>> Start Extracted information
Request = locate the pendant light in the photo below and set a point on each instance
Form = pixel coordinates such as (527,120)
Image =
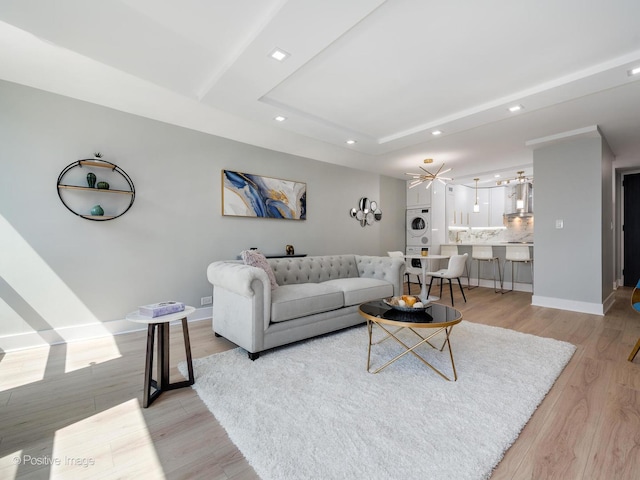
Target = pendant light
(520,199)
(429,177)
(476,207)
>> End Extracted information
Copy out every line of the records above, leaving out the pictures, and multiply each coordinate in the answers by 2, rounding to whole numbers with halves rounded up.

Request = locate the pendant light in the photo below and set a point on each instance
Form = pixel coordinates such as (527,120)
Image =
Target = pendant light
(1040,398)
(858,354)
(952,414)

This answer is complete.